In a sign that switched capacitor architectures are gaining wider market acceptance for power conversion, Dialog Semiconductor has used the approach in a patent application for the DC-DC converter that can handle multiple battery cells.
When multiple cells are provided in series in a system such as a laptop, the voltage supplied by a fully charged battery will be higher than the voltage required for operation of the device and so a step down DC-DC conversion is required. A buck converter is usually used for this purpose, which uses an inductor as an energy storage element and has switching elements that selectively couple the inductor with an input voltage, in order to step down the voltage.
However, stepping down from a relatively higher voltage with a buck converter requires relatively high inductance or a relatively high switching frequency and so there are either large components or large losses within the buck converter. In general, stepping up or down a large voltage with a DC-DC converter involves large switching losses. The variable output voltage in such packs can be as high as 4.2V for a fully charged cell, dropping down to 2.5V at the end of a full discharge, creating a challenge for a DC-DC converter.
Dialog Semiconductor has patented a DC-DC converter design that can handle the variations from a pack with multiple cells. It uses a network of switched capacitors to store energy to handle the variation in the cells and even help balance the charge in each cell. This would make the conversion much more efficient.
Helix Semiconductors and Murata’s pSemi subsidiary have developed DC-DC converters using switched capacitor architectures.

________

Work request -
Return everything in the article on the switched capacitor DC-DC converter from "Dialog Semiconductor has patented" down to "switched capacitor architectures.", copied word for word.

Material shown -
________

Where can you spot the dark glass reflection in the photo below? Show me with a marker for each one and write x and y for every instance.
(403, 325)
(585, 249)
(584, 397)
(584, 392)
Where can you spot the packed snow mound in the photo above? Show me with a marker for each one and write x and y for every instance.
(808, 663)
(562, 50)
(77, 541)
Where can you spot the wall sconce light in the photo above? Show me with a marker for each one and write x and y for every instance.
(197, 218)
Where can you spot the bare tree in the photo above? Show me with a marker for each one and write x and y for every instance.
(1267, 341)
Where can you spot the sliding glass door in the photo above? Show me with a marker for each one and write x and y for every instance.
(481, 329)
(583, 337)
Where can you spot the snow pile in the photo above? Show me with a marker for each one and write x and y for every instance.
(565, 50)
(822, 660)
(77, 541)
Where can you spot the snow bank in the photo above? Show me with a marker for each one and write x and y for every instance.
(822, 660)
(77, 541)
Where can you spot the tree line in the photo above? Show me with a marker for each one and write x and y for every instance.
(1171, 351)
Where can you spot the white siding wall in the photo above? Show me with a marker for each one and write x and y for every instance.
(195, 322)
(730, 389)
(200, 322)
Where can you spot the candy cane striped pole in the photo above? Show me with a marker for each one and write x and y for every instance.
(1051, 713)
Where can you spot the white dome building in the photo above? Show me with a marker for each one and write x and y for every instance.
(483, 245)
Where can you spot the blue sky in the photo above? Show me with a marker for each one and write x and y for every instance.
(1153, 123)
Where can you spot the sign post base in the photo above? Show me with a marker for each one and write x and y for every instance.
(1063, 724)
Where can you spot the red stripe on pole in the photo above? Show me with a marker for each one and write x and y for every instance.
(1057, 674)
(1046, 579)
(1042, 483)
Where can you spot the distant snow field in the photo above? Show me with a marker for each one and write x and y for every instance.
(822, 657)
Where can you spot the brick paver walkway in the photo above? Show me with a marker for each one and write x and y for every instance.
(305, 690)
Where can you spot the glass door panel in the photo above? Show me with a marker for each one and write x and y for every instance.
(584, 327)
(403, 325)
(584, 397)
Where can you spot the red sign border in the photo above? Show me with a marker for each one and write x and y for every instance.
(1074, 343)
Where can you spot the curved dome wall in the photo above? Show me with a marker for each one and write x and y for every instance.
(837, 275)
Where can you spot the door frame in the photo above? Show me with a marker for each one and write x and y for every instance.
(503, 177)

________

Answer for the task -
Dialog Semiconductor has patented a DC-DC converter design that can handle the variations from a pack with multiple cells. It uses a network of switched capacitors to store energy to handle the variation in the cells and even help balance the charge in each cell. This would make the conversion much more efficient.
Helix Semiconductors and Murata’s pSemi subsidiary have developed DC-DC converters using switched capacitor architectures.